- PROMPT 1: Convert part of the listing into a Markdown table with the columns Row and Line. Begin at the line of the listing that contains "of the mirror", continue through the end of the listing, and leave out blank lines.

- TEXT BLOCK:
** begin **

He can shake his sword at the dragon, even if it is everything;
even if the empty heavens over his head are only the huge arch of
its open jaws.
And then followed an experience impossible to describe.
It was as if I had been blundering about since my birth with
two huge and unmanageable machines, of different shapes and without
apparent connection--the world and the Christian tradition.
I had found this hole in the world: the fact that one must somehow
find a way of loving the world without trusting it; somehow one must
love the world without being worldly. I found this projecting feature
of Christian theology, like a sort of hard spike, the dogmatic insistence
that God was personal, and had made a world separate from Himself.
The spike of dogma fitted exactly into the hole in the world--
it had evidently been meant to go there--and then the strange thing
began to happen. When once these two parts of the two machines had
come together, one after another, all the other parts fitted and fell in
with an eerie exactitude. I could hear bolt after bolt over all
the machinery falling into its place with a kind of click of relief.
Having got one part right, all the other parts were repeating that rectitude,
as clock after clock strikes noon. Instinct after instinct was answered
by doctrine after doctrine. Or, to vary the metaphor, I was like one
who had advanced into a hostile country to take one high fortress.

** end **

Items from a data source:
** begin **

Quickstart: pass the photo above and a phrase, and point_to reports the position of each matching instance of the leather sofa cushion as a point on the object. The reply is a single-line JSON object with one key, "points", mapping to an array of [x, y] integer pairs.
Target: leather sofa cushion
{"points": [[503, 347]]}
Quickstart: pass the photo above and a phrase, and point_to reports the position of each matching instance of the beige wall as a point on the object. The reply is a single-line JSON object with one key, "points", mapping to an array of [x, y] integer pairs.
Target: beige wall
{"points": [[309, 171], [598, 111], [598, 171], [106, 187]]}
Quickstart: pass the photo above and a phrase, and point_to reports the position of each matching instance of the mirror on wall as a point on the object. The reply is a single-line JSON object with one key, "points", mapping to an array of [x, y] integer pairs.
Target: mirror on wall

** end **

- PROMPT 2: In the passage about the two machines, what did the spike of dogma fit exactly into?

- EXPECTED OUTPUT 1:
| Row | Line |
|---|---|
| 1 | Quickstart: pass the photo above and a phrase, and point_to reports the position of each matching instance of the mirror on wall as a point on the object. The reply is a single-line JSON object with one key, "points", mapping to an array of [x, y] integer pairs. |
| 2 | Target: mirror on wall |

- EXPECTED OUTPUT 2: The hole in the world.